▶ _Raw data_:
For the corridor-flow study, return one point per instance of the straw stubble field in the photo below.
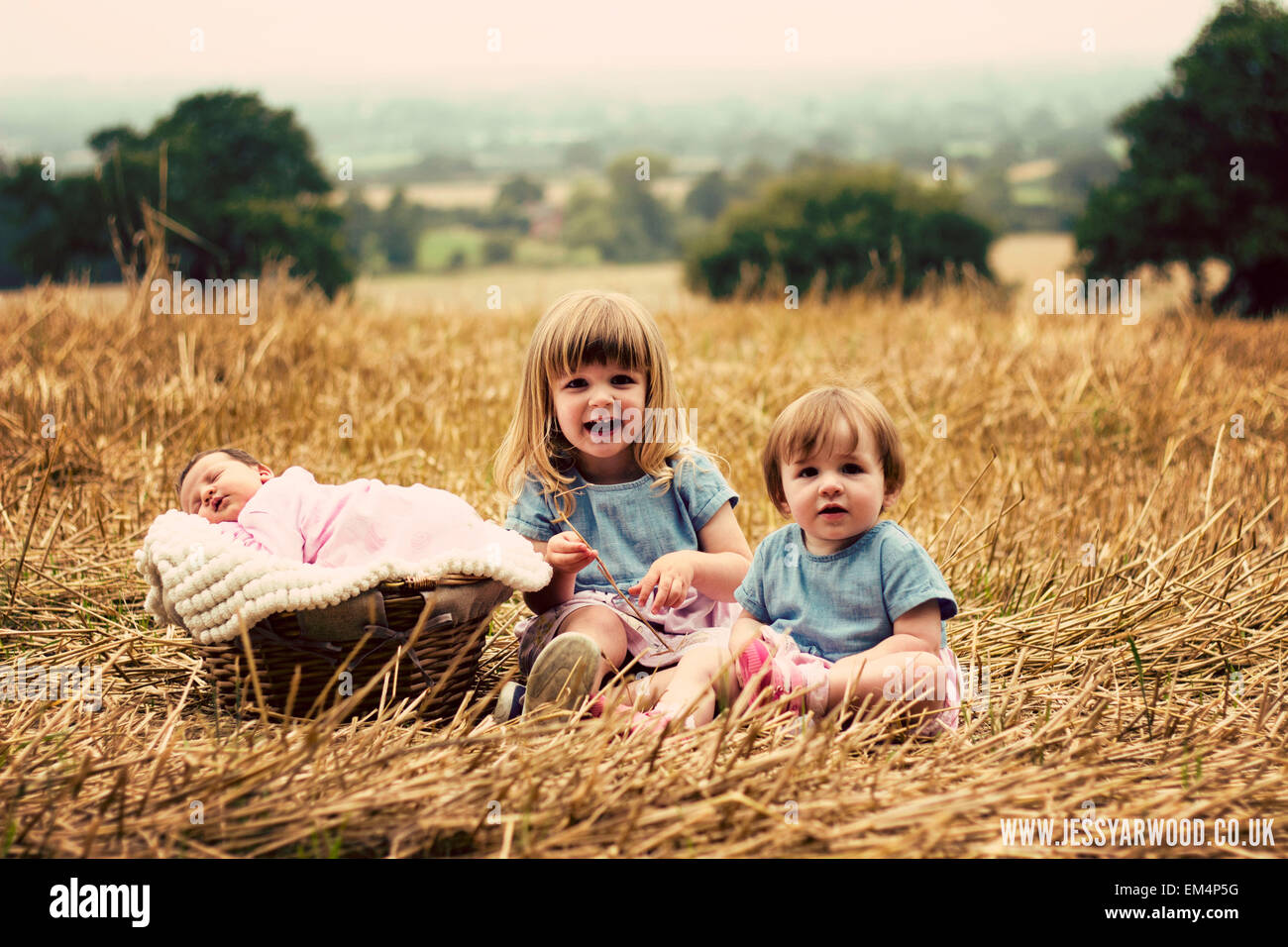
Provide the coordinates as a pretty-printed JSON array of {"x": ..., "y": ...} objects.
==
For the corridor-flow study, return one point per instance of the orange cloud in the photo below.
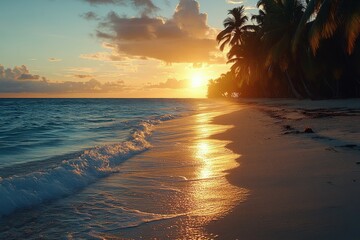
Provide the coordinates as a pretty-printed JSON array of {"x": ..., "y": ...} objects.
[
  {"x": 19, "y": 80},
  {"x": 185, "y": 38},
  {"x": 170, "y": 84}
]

▶ _What you need to do_: Display each line of the entries above that contains the string "corridor", treating uppercase and lowercase letters as distinct.

▶ _Final result_:
For the corridor-flow study, return one point per instance of the straw stubble field in the photo below.
For the corridor-flow study, return one point per instance of the orange cloud in the photo below.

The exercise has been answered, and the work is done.